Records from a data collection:
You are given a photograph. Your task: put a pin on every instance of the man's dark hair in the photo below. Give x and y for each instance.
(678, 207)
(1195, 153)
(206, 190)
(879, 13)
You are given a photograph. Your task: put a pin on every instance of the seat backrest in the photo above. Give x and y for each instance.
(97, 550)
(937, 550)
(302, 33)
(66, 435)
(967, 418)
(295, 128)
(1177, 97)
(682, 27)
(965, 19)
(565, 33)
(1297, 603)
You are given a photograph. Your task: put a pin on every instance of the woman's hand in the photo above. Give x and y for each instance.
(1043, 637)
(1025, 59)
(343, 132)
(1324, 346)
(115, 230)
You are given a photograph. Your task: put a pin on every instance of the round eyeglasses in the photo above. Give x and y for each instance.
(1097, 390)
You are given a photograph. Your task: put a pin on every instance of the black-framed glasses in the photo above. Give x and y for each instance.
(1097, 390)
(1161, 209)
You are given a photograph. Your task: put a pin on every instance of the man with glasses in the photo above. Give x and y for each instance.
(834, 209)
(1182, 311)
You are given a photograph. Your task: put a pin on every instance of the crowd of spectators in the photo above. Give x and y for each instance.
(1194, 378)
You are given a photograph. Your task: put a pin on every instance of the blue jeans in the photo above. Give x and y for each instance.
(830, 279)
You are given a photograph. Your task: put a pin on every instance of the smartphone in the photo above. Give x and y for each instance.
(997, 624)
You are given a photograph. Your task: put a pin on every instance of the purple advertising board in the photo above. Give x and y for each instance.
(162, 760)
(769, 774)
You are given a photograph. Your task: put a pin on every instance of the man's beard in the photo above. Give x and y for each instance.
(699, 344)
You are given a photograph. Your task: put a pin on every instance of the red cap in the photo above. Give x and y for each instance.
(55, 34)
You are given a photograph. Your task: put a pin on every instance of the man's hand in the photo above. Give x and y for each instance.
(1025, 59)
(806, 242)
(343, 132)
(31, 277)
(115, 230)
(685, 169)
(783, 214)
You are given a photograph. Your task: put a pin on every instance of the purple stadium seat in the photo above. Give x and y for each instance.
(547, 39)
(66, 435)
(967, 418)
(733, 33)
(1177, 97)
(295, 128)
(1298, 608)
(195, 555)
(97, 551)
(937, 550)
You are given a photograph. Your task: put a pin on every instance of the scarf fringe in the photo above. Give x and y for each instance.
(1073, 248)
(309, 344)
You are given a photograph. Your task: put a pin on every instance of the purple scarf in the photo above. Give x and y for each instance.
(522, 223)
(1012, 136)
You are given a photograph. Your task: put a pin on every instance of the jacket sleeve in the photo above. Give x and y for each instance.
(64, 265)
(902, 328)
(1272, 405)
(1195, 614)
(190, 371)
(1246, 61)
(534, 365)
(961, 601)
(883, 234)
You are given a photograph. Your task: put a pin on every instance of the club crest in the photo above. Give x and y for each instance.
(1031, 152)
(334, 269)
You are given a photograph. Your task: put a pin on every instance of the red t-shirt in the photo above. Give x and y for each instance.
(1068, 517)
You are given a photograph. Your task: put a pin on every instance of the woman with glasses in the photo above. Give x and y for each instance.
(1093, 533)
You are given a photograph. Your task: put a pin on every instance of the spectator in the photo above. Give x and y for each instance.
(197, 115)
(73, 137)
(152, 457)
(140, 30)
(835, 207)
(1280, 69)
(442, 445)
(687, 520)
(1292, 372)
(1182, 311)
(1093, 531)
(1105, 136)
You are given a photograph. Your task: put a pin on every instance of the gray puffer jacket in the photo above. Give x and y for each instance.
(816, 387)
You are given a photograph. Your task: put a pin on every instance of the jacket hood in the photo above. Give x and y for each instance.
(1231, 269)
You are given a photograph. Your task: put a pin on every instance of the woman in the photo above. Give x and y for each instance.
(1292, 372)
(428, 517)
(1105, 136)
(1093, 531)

▶ **Task item**
Each record above has to be repeated word for word.

▶ **Response**
You are given a photograph. Your task: put a pin on every instance of the man's dark hair in the photo below. Give x and y for each instance.
(678, 207)
(1195, 153)
(206, 190)
(879, 13)
You are given a photograph. Your task: put a pin on every instance of the seat backrest in the photo above. Give x and y for each instance.
(97, 550)
(937, 550)
(302, 33)
(66, 435)
(967, 418)
(295, 128)
(1177, 97)
(682, 27)
(965, 19)
(565, 33)
(1297, 603)
You are given a photograph. Your task: put a pin on every instance of the woman's hand in the photo above. Give x and y for each instance.
(1043, 637)
(1025, 59)
(343, 132)
(1324, 346)
(115, 230)
You are given a photograph. Your task: put a pin on every instance of the round eyeglasses in the photo above. Give x and y for each instance.
(1097, 390)
You are given a photograph. Your task: put a pin on every instance of the black-framed glasses in the photo above. Give x and y for each instance.
(1097, 390)
(1161, 209)
You are given a photograph. Your task: put a pin on every instance of the man with glasses in the photo above. Give x and y for each instance.
(834, 209)
(1182, 311)
You are given a photograph. Your task: put a pin on every instance of the crowd of spectators in the photo above. Give x and y for each instance.
(1194, 378)
You are given a photograph. Your task: put a pin on every instance of the blue jeans in the photo above. Give x and y for each instance.
(830, 279)
You are given a photograph. Your task: put a pin on every instance of the smartphone in the photo above. Give x and y for each instance.
(997, 624)
You are given a photograph. Your task: put a pin on every instance of the purple advertising board in the photo above. Give x and y for each instance.
(162, 760)
(769, 774)
You are given a photograph. Your task: put a pin on every instance of the man's beard in the photo above. Give x and y for each instance.
(699, 344)
You are given a photograph. Your task: put a pin on every instance of the red cap in the photo above. Give x and y for each instance.
(55, 34)
You are given a photograph. Your task: put a pin on every instance of the man's hand in the photo above. Give x and y for each instance.
(1025, 59)
(806, 242)
(343, 132)
(31, 277)
(115, 230)
(685, 169)
(783, 214)
You are given a photograph. Your task: put a pin on every instance of the purple stadium seat in the photo above. Give x and y for each instance.
(547, 39)
(66, 435)
(967, 418)
(733, 33)
(1177, 97)
(295, 128)
(1298, 608)
(195, 555)
(97, 551)
(937, 550)
You are given a photograph. Your task: put a pin on every instance of the scarf fringe in the photo above. Give x and y for each instance.
(1073, 248)
(309, 344)
You are given a photograph. Your task: put a pin on every instance of the purple scarf in the photo above. Give x and y for each instance.
(522, 223)
(1012, 136)
You are given a photograph. Your task: put a pin on every instance of the jacket sleeve in the photo above. Give x and y for each instance.
(64, 265)
(902, 328)
(1272, 405)
(1195, 614)
(190, 371)
(1246, 61)
(534, 365)
(961, 601)
(883, 234)
You are given a photograph. Your task: put a pin on every instance of the club crest in the photo above. Give x and y for each instance.
(1031, 152)
(334, 269)
You are given a photograph. Your task: put a pin on every instance of the red t-shirt in the photo above. Give x and y for each instance.
(1068, 517)
You are given a photograph. Your task: put a pin on every instance of the woman with glasses in the photo above. Give x and y for each instance.
(1093, 533)
You are given a photograph. Your task: put a pin on every instance of the spectator in the photo above. Give x and y for each instance.
(197, 115)
(73, 137)
(152, 457)
(140, 30)
(835, 207)
(1280, 69)
(442, 445)
(687, 520)
(1292, 372)
(1182, 311)
(1093, 531)
(1105, 136)
You are given a photograph. Your task: put a pin on every instance of the gray puffer jacket in the photo above. Give x and y for each instance.
(816, 387)
You are given a photograph. Your task: put a pin on every instance of the jacket hood in the photo above. Give x and y for each instance.
(1231, 269)
You are given a photograph. Your task: put a pin on every instance of the woman in the photo above. Give x and y for each instance.
(1292, 372)
(428, 517)
(1105, 136)
(1093, 531)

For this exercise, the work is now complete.